→ **WHAT YOU WILL DO**:
• A. In the passage on validity, what did Cronbach suggest researchers think of doing?
• B. Continue the passage on validity from its final sentence.

→ **SELECTED EXTRACT**:
>> begin

As Kane (2001) notes, Cronbach suggested that researchers think of constructing a validity 
argument, rather than conduct validity research. We can think of validity as an argument, based 
on theory and evidence, rather than a simple correlation. Theory can range from descriptions of 
how measures and constructs should be related, theories about cognitive processes of those 
filling out surveys, as well as a variety of evidence, such as expert reviews of content and 
quantitative descriptions of how measures relate to other constructs on the instrument, as well as 
external data. Validity, then, is established by the combined strength of theory and evidence that 
is brought to bear to support a given interpretation of a measure, given the context in which it is 
used.

>> end

→ **DATA SECTION**:

>> begin

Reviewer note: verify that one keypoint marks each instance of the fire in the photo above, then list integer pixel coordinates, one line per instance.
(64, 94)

>> end

→ **RESPONSES TO THE EXERCISE**:
• A. Constructing a validity argument rather than conducting validity research.

• B.
An examination of research and documents authored by NSSE researchers reveals the 
following argument as to the validity of the NSSE: 

Argument One - Background . The NSSE “is specifically designed to assess the extent to 
which students are engaged in empirically derived good educational practices and what they gain 
from their college experience” (Kuh, 2004, p. 2). Survey data can be used by schools to improve 
the quality of the undergraduate experience, by states to measure institutional performance, and 
by the public as measures of college quality (Kuh et al., 2001).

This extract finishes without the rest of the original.